----- The records -----

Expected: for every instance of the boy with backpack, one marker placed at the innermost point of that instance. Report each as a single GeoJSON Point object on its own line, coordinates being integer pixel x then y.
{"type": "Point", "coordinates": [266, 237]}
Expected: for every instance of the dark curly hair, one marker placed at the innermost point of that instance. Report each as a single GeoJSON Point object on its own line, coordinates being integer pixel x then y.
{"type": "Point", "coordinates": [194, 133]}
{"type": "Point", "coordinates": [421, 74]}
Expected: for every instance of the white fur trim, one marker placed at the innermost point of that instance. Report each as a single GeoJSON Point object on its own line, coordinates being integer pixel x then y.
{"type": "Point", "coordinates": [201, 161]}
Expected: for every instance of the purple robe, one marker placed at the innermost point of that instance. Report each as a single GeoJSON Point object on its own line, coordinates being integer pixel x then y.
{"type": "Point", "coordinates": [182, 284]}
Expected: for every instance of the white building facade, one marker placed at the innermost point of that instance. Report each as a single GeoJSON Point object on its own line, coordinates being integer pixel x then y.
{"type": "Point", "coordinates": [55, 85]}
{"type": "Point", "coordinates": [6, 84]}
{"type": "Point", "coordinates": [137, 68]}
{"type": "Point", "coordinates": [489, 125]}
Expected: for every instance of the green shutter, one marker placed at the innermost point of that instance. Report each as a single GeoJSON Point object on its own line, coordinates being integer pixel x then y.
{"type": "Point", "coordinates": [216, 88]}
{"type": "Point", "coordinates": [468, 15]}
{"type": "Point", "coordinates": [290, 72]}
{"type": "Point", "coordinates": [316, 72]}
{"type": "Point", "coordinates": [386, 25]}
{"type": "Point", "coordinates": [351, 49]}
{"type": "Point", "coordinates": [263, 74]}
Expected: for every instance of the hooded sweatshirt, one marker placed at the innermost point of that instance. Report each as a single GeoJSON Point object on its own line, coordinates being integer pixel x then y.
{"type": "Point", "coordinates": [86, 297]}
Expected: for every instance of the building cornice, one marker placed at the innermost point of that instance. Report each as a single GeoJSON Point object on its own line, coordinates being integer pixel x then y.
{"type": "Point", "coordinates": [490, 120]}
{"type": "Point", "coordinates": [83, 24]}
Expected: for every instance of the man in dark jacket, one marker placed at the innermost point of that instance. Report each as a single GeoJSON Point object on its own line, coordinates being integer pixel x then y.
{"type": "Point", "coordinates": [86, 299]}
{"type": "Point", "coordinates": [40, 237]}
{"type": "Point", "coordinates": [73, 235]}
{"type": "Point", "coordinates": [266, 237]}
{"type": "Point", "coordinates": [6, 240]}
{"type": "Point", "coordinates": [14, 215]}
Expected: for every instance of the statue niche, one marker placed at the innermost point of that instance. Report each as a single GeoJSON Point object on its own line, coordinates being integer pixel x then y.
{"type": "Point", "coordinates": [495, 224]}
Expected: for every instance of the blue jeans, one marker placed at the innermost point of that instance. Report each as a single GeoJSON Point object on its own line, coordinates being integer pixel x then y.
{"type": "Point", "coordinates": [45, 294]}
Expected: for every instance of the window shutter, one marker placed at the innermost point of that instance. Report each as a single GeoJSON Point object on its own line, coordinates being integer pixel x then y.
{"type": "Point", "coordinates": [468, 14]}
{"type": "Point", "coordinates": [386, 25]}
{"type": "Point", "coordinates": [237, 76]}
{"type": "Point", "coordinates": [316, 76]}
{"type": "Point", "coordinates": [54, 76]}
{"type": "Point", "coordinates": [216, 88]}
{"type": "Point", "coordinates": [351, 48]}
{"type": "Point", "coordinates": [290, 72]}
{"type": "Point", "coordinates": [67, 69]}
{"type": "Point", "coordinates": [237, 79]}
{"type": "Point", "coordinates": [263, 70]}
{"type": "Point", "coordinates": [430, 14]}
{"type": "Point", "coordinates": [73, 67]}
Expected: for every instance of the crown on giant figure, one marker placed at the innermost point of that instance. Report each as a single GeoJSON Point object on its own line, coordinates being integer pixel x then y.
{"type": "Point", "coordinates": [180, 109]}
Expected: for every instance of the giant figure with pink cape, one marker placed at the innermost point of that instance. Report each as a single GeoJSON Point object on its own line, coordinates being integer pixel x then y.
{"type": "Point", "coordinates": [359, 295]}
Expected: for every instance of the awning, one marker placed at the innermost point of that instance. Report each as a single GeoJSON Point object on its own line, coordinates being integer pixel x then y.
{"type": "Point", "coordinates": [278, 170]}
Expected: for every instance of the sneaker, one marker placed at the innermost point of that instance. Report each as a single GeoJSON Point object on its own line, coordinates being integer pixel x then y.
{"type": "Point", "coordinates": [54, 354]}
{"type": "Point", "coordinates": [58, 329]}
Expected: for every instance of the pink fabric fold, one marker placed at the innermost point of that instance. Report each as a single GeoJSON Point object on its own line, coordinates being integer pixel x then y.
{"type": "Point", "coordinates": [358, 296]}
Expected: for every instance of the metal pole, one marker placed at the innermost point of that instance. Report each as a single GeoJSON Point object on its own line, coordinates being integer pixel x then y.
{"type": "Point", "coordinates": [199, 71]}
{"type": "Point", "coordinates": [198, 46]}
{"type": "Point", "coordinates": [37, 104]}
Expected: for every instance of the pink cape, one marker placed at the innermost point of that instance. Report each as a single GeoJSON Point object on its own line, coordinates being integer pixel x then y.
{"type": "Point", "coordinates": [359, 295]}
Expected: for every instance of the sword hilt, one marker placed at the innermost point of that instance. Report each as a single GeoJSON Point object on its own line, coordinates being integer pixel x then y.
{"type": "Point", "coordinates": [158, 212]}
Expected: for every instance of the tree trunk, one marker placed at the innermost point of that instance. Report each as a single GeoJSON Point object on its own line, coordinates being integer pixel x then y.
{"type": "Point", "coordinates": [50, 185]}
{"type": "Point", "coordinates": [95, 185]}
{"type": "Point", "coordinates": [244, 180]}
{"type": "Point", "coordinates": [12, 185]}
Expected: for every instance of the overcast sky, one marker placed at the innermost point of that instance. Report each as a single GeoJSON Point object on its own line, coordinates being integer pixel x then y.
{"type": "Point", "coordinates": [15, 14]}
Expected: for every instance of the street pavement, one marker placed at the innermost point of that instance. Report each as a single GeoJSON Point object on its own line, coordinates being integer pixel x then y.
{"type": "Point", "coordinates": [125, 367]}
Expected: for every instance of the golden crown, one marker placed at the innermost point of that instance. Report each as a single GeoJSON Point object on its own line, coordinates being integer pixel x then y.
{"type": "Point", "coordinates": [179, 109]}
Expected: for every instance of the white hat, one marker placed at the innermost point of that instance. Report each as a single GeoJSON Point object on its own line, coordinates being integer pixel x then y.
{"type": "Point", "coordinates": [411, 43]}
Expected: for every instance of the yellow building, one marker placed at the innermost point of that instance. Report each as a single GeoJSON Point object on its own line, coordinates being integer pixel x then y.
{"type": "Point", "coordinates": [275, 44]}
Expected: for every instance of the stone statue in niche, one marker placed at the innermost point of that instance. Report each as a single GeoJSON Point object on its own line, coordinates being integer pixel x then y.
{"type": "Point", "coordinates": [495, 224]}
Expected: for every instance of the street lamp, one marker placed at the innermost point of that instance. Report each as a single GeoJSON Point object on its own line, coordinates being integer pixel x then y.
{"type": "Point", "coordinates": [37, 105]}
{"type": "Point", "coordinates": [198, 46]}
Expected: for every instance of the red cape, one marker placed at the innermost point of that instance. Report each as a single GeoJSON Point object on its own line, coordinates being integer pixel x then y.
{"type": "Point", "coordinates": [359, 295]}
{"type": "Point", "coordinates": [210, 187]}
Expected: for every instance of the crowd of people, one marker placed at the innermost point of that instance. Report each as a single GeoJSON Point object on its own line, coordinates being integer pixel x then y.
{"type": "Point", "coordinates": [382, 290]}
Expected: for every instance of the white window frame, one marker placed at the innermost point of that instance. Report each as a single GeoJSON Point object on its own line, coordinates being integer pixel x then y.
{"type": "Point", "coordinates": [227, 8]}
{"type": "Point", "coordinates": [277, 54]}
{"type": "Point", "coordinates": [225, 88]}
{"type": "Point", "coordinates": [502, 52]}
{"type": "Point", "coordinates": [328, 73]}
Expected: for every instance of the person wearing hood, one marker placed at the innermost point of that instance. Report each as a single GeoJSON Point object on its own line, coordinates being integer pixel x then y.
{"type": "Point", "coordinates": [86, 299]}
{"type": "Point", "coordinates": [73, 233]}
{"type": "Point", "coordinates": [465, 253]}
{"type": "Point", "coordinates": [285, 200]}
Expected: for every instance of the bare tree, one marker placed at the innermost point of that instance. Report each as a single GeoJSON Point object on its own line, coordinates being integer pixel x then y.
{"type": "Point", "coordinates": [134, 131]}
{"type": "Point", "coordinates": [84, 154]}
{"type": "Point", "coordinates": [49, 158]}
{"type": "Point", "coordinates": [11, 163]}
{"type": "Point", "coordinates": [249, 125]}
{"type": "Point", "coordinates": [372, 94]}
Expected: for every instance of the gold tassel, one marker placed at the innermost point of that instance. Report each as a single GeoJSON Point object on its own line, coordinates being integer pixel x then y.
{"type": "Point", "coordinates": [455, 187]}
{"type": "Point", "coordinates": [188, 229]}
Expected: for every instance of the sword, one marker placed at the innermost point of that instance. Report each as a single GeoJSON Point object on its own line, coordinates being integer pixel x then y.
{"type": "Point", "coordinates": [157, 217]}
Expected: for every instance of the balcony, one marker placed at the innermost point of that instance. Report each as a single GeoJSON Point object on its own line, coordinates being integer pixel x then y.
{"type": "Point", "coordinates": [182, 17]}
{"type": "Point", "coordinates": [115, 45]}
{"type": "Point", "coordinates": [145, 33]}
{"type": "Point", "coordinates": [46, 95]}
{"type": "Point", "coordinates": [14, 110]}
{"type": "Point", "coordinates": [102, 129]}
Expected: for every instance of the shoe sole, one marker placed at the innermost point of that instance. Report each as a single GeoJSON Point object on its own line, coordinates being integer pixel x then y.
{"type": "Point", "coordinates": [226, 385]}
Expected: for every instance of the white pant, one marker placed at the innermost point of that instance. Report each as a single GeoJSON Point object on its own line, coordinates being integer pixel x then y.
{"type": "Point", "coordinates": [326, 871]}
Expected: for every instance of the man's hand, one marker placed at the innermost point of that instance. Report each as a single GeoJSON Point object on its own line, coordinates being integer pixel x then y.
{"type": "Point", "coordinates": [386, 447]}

-----

* Activity
Could you print exactly the lines from the one containing "Expected: for every instance of the man's" through the last line of the records above?

* Exercise output
Expected: for every instance of the man's hand, one marker placed at the innermost point of that instance. Report each as a single GeoJSON Point object on its own line, coordinates being integer pixel x then y.
{"type": "Point", "coordinates": [386, 447]}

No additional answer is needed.